(Data extracted from a collection)
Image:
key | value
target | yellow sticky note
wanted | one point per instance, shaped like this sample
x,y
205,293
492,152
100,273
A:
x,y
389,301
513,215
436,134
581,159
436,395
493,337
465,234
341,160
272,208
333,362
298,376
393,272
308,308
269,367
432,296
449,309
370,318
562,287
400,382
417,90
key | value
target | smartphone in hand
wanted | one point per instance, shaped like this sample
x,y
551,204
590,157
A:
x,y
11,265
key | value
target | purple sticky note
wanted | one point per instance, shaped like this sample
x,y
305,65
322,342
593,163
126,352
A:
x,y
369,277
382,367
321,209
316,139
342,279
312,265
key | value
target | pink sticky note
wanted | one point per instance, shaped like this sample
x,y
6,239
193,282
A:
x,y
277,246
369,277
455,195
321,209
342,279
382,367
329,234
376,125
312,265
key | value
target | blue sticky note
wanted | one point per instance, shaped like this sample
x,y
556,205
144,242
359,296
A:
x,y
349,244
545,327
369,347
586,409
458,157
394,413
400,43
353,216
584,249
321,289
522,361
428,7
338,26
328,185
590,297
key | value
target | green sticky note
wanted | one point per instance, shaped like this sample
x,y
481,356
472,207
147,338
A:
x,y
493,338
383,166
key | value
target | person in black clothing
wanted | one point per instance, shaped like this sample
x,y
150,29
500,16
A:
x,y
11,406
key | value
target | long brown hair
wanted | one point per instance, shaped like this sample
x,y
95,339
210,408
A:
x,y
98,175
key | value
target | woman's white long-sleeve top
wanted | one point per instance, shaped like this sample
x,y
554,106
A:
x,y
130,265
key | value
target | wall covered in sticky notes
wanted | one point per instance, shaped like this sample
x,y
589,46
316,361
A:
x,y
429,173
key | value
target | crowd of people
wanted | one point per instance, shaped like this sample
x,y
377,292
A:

---

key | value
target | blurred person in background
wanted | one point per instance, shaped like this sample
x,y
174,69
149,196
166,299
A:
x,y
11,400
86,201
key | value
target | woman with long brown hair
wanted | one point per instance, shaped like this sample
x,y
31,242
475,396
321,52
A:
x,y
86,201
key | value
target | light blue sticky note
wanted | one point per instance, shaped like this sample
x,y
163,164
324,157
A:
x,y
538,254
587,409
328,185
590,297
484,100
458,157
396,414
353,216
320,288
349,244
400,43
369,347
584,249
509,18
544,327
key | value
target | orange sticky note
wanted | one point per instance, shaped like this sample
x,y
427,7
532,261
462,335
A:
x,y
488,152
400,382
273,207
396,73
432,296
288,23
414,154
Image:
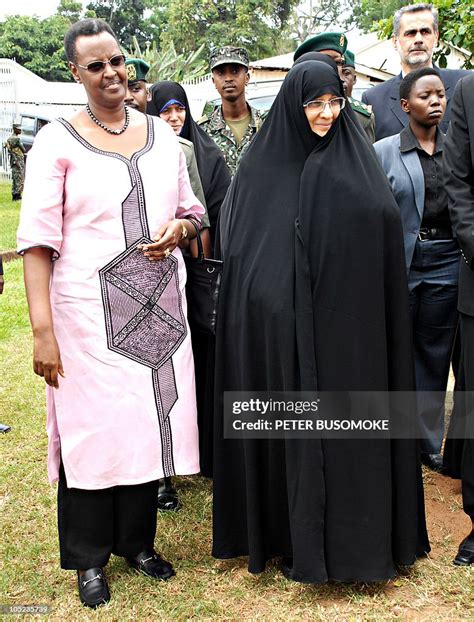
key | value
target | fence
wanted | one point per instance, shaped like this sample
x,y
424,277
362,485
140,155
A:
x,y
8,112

▶ _Task goal_: Scan the records above for the string "person", then select every line that holds it.

▶ _Response area_:
target | person in black clothing
target | blurred person in background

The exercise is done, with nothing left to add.